What to do =>
Collect every line of the records below that contains the word "white", treating uppercase and lowercase letters as distinct.

Data to process =>
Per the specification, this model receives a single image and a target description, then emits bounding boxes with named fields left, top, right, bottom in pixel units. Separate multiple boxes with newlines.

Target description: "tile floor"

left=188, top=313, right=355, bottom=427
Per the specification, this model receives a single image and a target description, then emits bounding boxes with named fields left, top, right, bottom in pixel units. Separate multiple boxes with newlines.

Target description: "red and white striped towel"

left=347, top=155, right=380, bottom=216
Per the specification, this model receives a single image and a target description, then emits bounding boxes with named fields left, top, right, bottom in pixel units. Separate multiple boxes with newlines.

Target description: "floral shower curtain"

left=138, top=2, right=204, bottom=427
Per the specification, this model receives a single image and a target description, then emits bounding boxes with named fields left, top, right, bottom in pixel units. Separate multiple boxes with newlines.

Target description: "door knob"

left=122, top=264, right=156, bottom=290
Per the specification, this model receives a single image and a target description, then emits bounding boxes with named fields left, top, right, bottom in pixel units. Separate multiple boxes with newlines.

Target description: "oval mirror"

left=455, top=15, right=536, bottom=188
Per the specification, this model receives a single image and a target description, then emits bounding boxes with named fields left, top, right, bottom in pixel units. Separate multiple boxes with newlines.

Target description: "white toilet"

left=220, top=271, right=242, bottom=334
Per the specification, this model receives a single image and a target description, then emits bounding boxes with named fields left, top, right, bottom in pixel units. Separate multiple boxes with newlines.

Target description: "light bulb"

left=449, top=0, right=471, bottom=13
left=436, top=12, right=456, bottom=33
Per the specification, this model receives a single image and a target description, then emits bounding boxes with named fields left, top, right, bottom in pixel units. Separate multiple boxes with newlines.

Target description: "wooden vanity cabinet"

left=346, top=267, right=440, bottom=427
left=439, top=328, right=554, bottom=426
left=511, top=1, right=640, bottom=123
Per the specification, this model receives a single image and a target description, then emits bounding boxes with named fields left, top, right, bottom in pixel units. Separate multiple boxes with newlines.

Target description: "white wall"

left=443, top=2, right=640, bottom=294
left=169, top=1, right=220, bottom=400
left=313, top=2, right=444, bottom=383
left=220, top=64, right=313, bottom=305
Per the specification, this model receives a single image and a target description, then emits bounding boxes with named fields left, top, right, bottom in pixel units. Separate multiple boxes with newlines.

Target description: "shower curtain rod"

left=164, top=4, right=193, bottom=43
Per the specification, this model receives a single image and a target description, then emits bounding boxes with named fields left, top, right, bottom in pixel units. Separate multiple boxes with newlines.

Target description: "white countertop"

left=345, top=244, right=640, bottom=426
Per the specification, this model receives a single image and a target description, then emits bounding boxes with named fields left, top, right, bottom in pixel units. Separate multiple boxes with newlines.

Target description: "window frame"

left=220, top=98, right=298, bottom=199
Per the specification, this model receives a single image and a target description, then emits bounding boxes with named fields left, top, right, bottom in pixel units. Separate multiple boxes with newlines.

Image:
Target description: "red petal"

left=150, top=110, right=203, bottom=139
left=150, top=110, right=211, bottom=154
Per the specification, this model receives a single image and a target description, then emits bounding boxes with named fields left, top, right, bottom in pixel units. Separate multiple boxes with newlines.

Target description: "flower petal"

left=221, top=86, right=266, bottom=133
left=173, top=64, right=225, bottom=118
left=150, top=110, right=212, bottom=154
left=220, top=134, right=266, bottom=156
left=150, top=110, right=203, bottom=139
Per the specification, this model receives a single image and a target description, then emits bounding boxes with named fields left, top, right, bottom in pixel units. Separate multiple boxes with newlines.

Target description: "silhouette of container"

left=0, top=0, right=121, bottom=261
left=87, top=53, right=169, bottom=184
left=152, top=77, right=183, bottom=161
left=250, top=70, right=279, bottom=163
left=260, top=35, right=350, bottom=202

Solution for this problem =>
Target description: "red and white striped towel"
Target description: "white toilet"
Target description: "white wall"
Target description: "white countertop"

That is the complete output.